No. 557.Circuit Court of Appeals, Tenth Circuit.
June 18, 1932.
Page 717
Appeal from the District Court of the United States for the Northern District of Oklahoma; F.E. Kennamer, Judge.
Suit by the Air-Way Electric Appliance Corporation against John C. Wolfe. Decree of dismissal, and plaintiff appeals.
Affirmed.
A.A. Davidson, of Tulsa, Okla., for appellant.
Before LEWIS and COTTERAL, Circuit Judges, and VAUGHT, District Judge.
LEWIS, Circuit Judge.
Appellant, a Delaware corporation with its principal place of business located in Ohio, and appellee entered into a written agreement on July 1st, 1930, by which appellee was designated as “distributor” in described parts of Oklahoma of patented articles manufactured by appellant known as electric cleaners. The agreement according to its terms reserved to each party the right to terminate it any time upon giving to the other not less than ten days written notice. Appellee was given the authority to designate retail dealers in the articles at different places in the named territory. The agreement was to terminate according to its terms at the end of the following December and extend thereafter from year to year, unless sooner terminated under its provisions. The articles to be sold were to be shipped as needed and held for distribution to purchasers to be obtained. The distributor’s compensation was to be a designated part of the net profits. On termination of the agreement articles on hand were to be turned over to appellant who was designated in the contract as “seller” or to an officer of appellant as it should nominate. Appellee succeeded a prior distributor and continued the business for which he was engaged under the name of the “Air-Way Branch of Tulsa,” as the contract required him to do, from July 1st, 1930, down to March 6, 1931, when by written notice he terminated it. The contract provided that “the distributor shall not during the period of two years next after the expiration or any termination hereof, engage directly or indirectly, as principal, agent, manager, dealer, salesman or otherwise, in any part of the United States, in the sale of portable electric cleaners and shall not disturb, hire, entice, or otherwise persuade any of the members of such organization to discontinue the services then being rendered by them severally, or to enter into employment or service with or under the distributor in any other enterprise in which the distributor may or shall engage within the period of three years next ensuing.”

__Items__

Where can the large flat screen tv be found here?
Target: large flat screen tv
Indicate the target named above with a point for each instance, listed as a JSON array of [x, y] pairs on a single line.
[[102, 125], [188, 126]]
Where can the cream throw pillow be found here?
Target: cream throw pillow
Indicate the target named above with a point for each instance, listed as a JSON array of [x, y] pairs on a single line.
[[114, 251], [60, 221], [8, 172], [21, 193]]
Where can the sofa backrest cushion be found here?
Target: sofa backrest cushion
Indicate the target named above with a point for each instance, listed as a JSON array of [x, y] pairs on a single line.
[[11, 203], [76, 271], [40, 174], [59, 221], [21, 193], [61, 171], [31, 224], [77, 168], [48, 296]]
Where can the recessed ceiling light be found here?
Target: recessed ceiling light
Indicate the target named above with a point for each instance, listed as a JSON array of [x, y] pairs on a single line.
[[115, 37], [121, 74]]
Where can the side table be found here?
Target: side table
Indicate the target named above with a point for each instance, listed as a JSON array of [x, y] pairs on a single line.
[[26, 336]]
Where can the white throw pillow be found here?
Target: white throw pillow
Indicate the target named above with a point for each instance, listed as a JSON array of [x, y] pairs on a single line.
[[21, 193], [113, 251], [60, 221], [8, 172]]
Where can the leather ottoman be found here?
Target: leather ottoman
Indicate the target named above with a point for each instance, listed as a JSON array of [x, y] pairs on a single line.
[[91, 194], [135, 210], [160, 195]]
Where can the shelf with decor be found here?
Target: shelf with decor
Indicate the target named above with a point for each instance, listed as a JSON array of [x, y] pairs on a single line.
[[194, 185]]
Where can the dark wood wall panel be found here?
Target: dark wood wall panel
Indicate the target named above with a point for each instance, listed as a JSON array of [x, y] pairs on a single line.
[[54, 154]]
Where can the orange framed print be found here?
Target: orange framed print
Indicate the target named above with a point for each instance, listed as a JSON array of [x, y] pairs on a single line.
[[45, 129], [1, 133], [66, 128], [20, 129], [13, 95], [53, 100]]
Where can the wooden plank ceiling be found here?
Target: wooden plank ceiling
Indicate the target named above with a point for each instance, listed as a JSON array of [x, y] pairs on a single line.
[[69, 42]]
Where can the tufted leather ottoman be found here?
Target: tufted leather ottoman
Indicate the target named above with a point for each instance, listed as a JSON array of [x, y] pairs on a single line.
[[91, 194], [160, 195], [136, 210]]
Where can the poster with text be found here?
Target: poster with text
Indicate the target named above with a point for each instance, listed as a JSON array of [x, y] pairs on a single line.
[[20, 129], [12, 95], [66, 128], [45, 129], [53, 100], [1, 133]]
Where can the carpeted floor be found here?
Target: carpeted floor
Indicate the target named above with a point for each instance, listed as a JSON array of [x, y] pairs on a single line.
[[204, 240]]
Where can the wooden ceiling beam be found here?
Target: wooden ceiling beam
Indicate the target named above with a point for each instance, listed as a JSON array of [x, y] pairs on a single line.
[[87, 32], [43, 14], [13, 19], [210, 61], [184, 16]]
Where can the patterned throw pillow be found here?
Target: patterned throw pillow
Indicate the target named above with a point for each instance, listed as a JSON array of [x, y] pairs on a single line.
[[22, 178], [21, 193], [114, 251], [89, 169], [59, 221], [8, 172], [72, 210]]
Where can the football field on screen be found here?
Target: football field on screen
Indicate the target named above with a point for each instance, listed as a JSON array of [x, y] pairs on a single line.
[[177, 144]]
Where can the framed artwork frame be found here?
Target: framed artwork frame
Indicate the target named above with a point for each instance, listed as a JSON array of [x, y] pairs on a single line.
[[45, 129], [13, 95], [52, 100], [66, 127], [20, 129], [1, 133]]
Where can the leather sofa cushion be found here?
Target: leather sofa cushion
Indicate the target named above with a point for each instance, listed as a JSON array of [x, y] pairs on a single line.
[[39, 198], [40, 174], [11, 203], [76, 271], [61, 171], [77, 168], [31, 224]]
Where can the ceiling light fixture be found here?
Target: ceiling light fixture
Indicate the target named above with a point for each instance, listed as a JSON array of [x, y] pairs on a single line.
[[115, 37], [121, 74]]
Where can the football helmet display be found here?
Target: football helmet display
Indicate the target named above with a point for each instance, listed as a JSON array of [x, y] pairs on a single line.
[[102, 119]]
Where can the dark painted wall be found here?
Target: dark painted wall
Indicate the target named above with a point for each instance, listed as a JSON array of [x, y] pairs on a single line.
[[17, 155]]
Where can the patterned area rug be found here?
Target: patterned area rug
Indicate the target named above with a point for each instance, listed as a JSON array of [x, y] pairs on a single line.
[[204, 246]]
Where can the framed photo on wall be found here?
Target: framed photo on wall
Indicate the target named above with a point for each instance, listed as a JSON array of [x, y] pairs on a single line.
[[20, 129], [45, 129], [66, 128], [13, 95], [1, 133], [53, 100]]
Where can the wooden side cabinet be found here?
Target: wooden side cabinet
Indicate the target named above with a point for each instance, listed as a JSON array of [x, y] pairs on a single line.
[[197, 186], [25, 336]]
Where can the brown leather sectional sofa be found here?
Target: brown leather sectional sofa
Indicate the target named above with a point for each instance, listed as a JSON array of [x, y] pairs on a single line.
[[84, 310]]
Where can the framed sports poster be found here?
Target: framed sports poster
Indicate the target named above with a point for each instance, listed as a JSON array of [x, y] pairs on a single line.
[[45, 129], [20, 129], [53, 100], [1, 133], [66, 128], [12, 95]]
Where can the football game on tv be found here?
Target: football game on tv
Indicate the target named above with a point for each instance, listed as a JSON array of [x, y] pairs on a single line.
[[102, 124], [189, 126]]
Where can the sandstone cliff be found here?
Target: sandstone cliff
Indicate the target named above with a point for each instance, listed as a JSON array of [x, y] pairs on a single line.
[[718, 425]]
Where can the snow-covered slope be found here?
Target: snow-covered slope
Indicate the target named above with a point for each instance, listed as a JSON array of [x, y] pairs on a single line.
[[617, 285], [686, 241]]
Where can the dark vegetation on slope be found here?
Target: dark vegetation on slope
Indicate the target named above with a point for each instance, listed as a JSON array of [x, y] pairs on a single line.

__Task list__
**A)** Put the stretch of records from the start through the line containing "[[26, 336]]" into a two-column CSV with the columns request and points. Give one row per request, with its text in one quoted field and its answer in the other, and replace line breaks with spaces.
**B)** Continue the court opinion on the electric cleaner distributorship from where it stops.

__Answers__
**A)**
request,points
"Where can the large flat screen tv be found here? Target: large flat screen tv Indicate the target named above with a point for each instance, listed as a JSON array of [x, y] pairs on a single line.","[[102, 125], [188, 126]]"
"Where can the cream throw pillow be found here? Target: cream throw pillow Indicate the target named above with a point for each instance, listed as a JSON array of [x, y] pairs on a single line.","[[114, 251], [60, 221], [8, 172], [21, 193]]"
"Where can the sofa backrest cushion be found here? Target: sofa backrest cushion Indicate the target named above with a point for each instance, listed as a JSON array of [x, y] pairs on a single line.","[[11, 203], [76, 271], [40, 174], [59, 221], [21, 193], [61, 171], [31, 224], [77, 168], [48, 296]]"
"Where can the recessed ceiling light be found here? Target: recessed ceiling light Indicate the target named above with a point for each instance, listed as a JSON array of [x, y] pairs on a single line.","[[115, 37], [121, 74]]"
"Where can the side table be found here? Target: side table Indicate the target named above with a point for each instance, listed as a JSON array of [x, y] pairs on a single line.","[[26, 336]]"

**B)**
Appellant brought this suit charging that appellee after termination of the contract accepted employment at Tulsa with the Health-Mor Sanitation Systems which sells electric cleaners in competition with plaintiff, appellant here, and that he had induced several employees of the organization that had been formed to sell appellant’s goods while he was distributor for appellant to quit said organization and take employment with the competing company, that he had also induced retail dealers in appellant’s goods to take its competitor’s goods instead, and it prayed for injunction against appellee restraining him from engaging or continuing to engage in the sale or distribution of the cleaners of its competitor during a period of two years from and after March 6, 1931, and to further restrain him from disturbing, hiring, or persuading any employees or members of the organization handling appellant’s goods from quitting said organization.
The bill alleges that prior to making the contract with appellee the business had been conducted by other distributors, and “That at the time of the making of said agreement with the said defendant (appellee), the plaintiff, having acquired the said business theretofore conducted as aforesaid under the trade name `Air-Way Branch of Tulsa,’ together with all stocks of merchandise on hand in the possession of the said outgoing distributor Ross, the office furniture and equipment, and all other properties belonging thereto, including the good will thereof and the premises at and from which said business had theretofore been conducted, sold and delivered the same to the said defendant.”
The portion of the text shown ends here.